═════ MATERIAL TO PROCESS
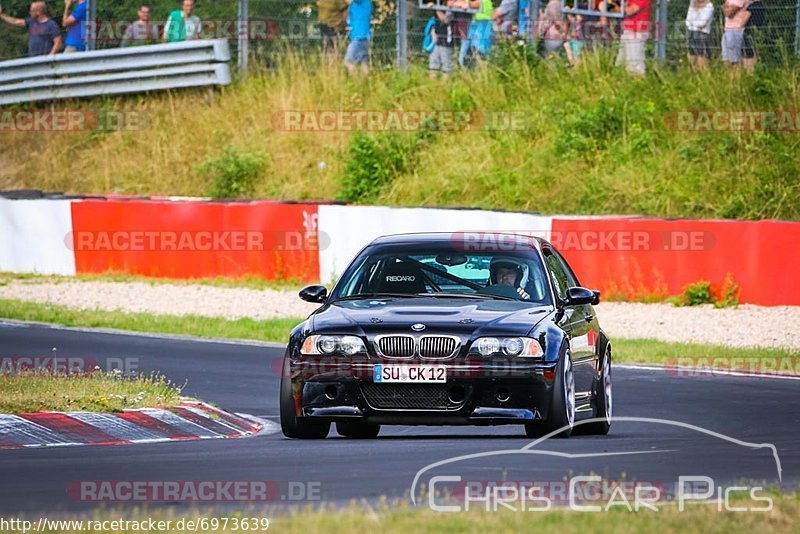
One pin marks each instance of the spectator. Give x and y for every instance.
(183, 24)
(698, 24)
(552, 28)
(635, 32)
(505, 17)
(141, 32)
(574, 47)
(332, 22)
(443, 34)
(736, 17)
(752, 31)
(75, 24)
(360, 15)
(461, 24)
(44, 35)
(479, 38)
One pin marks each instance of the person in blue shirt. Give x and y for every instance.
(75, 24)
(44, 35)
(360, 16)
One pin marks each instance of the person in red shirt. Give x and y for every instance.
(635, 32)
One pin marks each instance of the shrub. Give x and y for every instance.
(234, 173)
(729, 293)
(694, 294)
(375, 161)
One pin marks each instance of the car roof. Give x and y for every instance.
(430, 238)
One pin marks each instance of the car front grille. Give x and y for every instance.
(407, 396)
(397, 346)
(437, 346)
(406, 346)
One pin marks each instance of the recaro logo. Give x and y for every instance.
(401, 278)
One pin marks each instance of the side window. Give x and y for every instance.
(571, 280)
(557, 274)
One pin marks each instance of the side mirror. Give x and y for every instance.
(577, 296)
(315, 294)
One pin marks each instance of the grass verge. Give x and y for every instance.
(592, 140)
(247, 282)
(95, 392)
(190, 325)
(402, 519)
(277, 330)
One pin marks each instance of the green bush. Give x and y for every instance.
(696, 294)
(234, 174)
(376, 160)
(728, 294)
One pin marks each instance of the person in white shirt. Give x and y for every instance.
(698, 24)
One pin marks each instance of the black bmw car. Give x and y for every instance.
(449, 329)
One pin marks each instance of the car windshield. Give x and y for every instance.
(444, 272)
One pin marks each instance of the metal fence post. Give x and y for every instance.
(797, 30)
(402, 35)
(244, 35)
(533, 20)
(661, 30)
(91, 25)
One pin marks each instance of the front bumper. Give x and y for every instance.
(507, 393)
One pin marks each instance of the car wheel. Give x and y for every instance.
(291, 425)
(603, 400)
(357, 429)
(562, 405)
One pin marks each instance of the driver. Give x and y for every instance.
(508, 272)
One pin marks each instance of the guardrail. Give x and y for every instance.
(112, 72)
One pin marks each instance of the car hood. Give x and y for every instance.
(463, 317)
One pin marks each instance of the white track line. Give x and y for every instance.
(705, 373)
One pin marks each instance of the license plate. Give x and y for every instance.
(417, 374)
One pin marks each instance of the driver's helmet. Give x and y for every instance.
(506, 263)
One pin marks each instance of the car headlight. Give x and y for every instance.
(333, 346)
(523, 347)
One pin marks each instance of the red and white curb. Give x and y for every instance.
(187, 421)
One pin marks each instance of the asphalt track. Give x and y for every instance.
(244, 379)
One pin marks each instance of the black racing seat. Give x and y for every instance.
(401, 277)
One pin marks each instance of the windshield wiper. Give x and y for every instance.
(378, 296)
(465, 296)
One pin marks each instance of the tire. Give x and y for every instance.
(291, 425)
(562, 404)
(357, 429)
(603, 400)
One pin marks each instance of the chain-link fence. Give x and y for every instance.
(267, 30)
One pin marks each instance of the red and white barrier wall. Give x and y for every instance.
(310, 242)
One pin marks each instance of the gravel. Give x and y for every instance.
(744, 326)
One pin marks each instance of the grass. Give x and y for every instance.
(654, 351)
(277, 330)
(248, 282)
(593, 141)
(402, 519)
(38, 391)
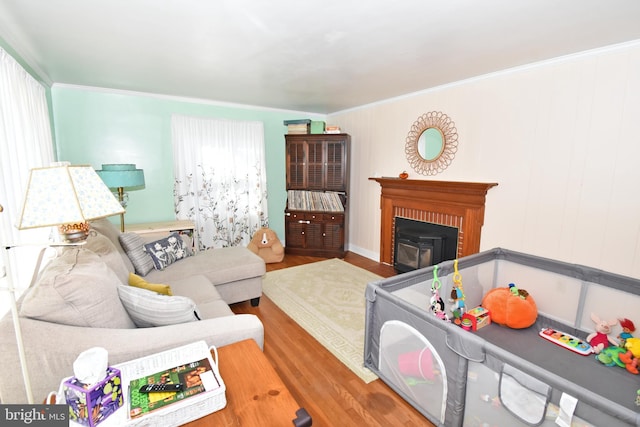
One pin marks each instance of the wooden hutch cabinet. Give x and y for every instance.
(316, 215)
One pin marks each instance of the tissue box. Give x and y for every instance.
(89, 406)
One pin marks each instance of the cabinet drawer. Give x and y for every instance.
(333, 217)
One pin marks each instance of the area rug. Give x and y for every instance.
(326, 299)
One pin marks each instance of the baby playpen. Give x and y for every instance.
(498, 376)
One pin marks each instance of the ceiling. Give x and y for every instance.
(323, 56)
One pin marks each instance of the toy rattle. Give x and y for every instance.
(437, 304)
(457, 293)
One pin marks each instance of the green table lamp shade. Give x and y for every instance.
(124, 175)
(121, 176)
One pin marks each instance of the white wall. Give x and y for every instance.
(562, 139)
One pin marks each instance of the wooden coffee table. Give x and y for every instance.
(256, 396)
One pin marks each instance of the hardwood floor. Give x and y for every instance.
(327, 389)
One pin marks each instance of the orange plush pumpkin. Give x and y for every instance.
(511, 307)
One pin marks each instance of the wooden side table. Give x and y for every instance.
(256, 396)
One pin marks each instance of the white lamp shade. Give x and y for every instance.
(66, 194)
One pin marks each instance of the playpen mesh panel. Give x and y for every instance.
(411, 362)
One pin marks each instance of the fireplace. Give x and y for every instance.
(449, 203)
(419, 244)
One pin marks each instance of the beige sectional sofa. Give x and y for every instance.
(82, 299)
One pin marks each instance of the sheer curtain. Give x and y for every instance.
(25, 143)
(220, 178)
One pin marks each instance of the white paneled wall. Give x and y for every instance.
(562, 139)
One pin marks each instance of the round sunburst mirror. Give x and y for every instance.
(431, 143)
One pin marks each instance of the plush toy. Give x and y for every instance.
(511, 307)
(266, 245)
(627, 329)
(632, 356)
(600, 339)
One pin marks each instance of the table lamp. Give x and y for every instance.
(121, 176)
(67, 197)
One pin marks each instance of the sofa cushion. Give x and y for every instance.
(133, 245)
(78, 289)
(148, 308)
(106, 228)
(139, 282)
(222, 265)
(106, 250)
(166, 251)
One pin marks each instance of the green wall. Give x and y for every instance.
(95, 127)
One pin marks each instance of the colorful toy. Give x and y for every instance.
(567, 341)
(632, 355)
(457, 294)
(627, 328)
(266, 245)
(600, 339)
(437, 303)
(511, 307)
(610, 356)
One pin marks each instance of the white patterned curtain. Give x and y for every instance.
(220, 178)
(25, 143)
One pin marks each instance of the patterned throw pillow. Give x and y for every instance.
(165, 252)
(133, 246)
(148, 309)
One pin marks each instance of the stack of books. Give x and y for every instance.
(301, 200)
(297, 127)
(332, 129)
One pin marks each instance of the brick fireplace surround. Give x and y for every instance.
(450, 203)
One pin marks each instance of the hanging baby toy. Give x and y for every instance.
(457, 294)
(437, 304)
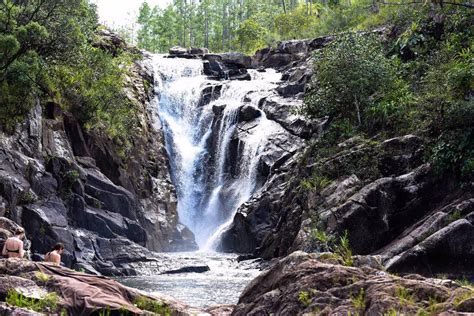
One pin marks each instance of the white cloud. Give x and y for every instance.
══════════
Every entry is to be transcribed exactly, but the pictures are to be left out.

One pin marks each instance of the spectator. Give x and y for every instance.
(183, 24)
(698, 24)
(552, 28)
(635, 32)
(505, 17)
(141, 32)
(574, 47)
(332, 22)
(443, 34)
(736, 17)
(752, 31)
(75, 24)
(360, 15)
(461, 24)
(44, 35)
(479, 38)
One pin marks each instance of the person in blue shirt. Give x and y for every instance.
(75, 24)
(44, 35)
(360, 16)
One pin marks each instance of the person in red shirt. Give x and y for every instance.
(635, 32)
One pin marks each instance of the shrub. Give x and y for every instance.
(234, 173)
(729, 293)
(694, 294)
(375, 161)
One pin marks each instance of the car roof. Give x and y for every instance.
(430, 238)
One pin marks each instance of the car front grille. Give x and y for every instance.
(407, 396)
(397, 346)
(437, 346)
(406, 346)
One pin marks each instance of the recaro logo. Give x and y for every instance.
(401, 278)
One pin marks each instance of the side window. Give x and y for every instance.
(571, 280)
(557, 274)
One pin marks each instance of the side mirror. Give x and y for every instance.
(577, 296)
(315, 294)
One pin marks each instance of the grass verge. Give x and y for every instance.
(592, 140)
(247, 282)
(95, 392)
(190, 325)
(402, 519)
(277, 330)
One pin marks each instance of the green bush. Give x and y for every instance.
(696, 294)
(234, 174)
(376, 160)
(728, 294)
One pin marks each instance of the person in white shirt. Give x and y for every instance.
(698, 24)
One pin marks each instance of the black bmw car. Give x and y for every instance.
(449, 329)
One pin marks each instance of the car windshield. Give x and y for every instance.
(444, 272)
One pin marks each instance of the metal fence post. Give x and y for every instance.
(797, 30)
(402, 35)
(244, 35)
(533, 20)
(661, 30)
(91, 25)
One pin marks each instance of the front bumper. Give x and y for every instance.
(507, 393)
One pin marks each instance of the car wheel. Give x and y for every instance.
(291, 425)
(603, 400)
(357, 429)
(562, 405)
One pin marks each instance of the driver. Give x and y for every instance.
(508, 272)
One pin marks each instance of the guardrail. Give x and y for every instance.
(112, 72)
One pin marks each instance of the car hood. Give x and y for every instance.
(463, 317)
One pin marks each instance of the white track line. Give x and y for every instance.
(705, 373)
One pin marks each instance of the license plate. Give x and y for every instance.
(417, 374)
One pin marks each instance of the driver's helmet. Give x and y for every instance.
(506, 263)
One pin marks each instance of the car headlight. Give x and y for every instance.
(333, 346)
(523, 347)
One pin marks each instance of the red and white curb. Give x and y for every instance.
(187, 421)
One pin marks each instance of the asphalt track. Give x and y for every instance.
(244, 379)
One pin marks each instance of the black racing seat. Give x and y for every instance.
(401, 277)
One pin marks each instance of the windshield wiper. Give x and y for every instance.
(378, 296)
(465, 296)
One pin marks each instance of the tire. Give x and y for every instance.
(291, 425)
(562, 404)
(357, 429)
(603, 400)
One pin marks each instance of the chain-link fence. Give x and y for every instance.
(267, 30)
One pin marks each instance of the red and white barrier wall. Give x and y for every instance.
(310, 242)
One pin marks each instance of the gravel. Give x and y for every instance.
(744, 326)
One pin marks each instance of the grass. Give x and y for every instance.
(654, 351)
(277, 330)
(248, 282)
(593, 141)
(402, 519)
(38, 391)
One pin marks each instance of the wooden hutch cabinet. Give x and y for every instance.
(316, 215)
One pin marks each instance of the tissue box. Give x and y for every instance.
(89, 406)
One pin marks each instance of the cabinet drawer. Give x and y for every instance.
(333, 217)
One pin marks each instance of the area rug. Give x and y for every instance.
(326, 299)
One pin marks each instance of the baby playpen. Give x and y for every instance.
(498, 376)
One pin marks each instance of the ceiling. Give x and y for every instance.
(323, 56)
One pin marks each instance of the toy rattle. Give x and y for every instance.
(437, 304)
(457, 293)
One pin marks each instance of the green table lamp shade. Give x and y for every instance.
(124, 175)
(121, 176)
One pin marks each instance of the white wall. Give x and y for every instance.
(562, 139)
One pin marks each instance of the wooden coffee table. Give x and y for every instance.
(256, 396)
One pin marks each instance of the hardwood floor. Give x and y for every instance.
(327, 389)
One pin marks each instance of the orange plush pumpkin. Give x and y for every instance.
(511, 307)
One pin marks each instance of the wooden side table. Give x and y for every instance.
(256, 396)
One pin marks each instance of the white lamp shade. Give x and y for every instance.
(66, 194)
One pin marks each instance of the playpen mesh panel. Give x and y for every instance.
(411, 362)
One pin marks each instance of the fireplace. Give x and y for every instance.
(449, 203)
(419, 244)
One pin marks each instance of the beige sectional sofa. Give x and y for every instance.
(82, 299)
One pin marks each instance of the sheer curtain. Give x and y for every instance.
(25, 143)
(220, 178)
One pin marks each instance of the white paneled wall. Give x and y for every instance.
(562, 139)
One pin marks each instance of the round sunburst mirror. Give x and y for every instance.
(431, 143)
One pin marks each instance of the plush toy. Give x and y for every instance.
(511, 307)
(266, 245)
(627, 329)
(632, 356)
(600, 339)
One pin marks each instance of the table lamp. Give x and y for every instance.
(121, 176)
(67, 197)
One pin marks each instance of the sofa cushion. Give x and y for every instance.
(133, 245)
(78, 289)
(148, 308)
(106, 228)
(139, 282)
(222, 265)
(106, 250)
(166, 251)
One pin marks each instance of the green wall. Give x and y for every instance.
(95, 127)
One pin marks each instance of the colorful toy. Give x and y for every instance.
(567, 341)
(632, 355)
(457, 294)
(627, 328)
(266, 245)
(600, 339)
(437, 303)
(511, 307)
(610, 356)
One pin marks each instance of the white patterned curtain. Give x and y for every instance.
(220, 178)
(25, 143)
One pin marks each instance of the patterned throw pillow. Give x and y for every instance.
(165, 252)
(133, 246)
(148, 309)
One pin marks each instance of the stack of books. Give x and y for every instance.
(301, 200)
(297, 127)
(332, 129)
One pin marks each instance of the brick fireplace surround. Give x and y for every instance.
(450, 203)
One pin marks each instance of the hanging baby toy. Give x and y for every instance.
(457, 294)
(437, 304)
One pin marks each instance of the white cloud. Give x and y for every instance.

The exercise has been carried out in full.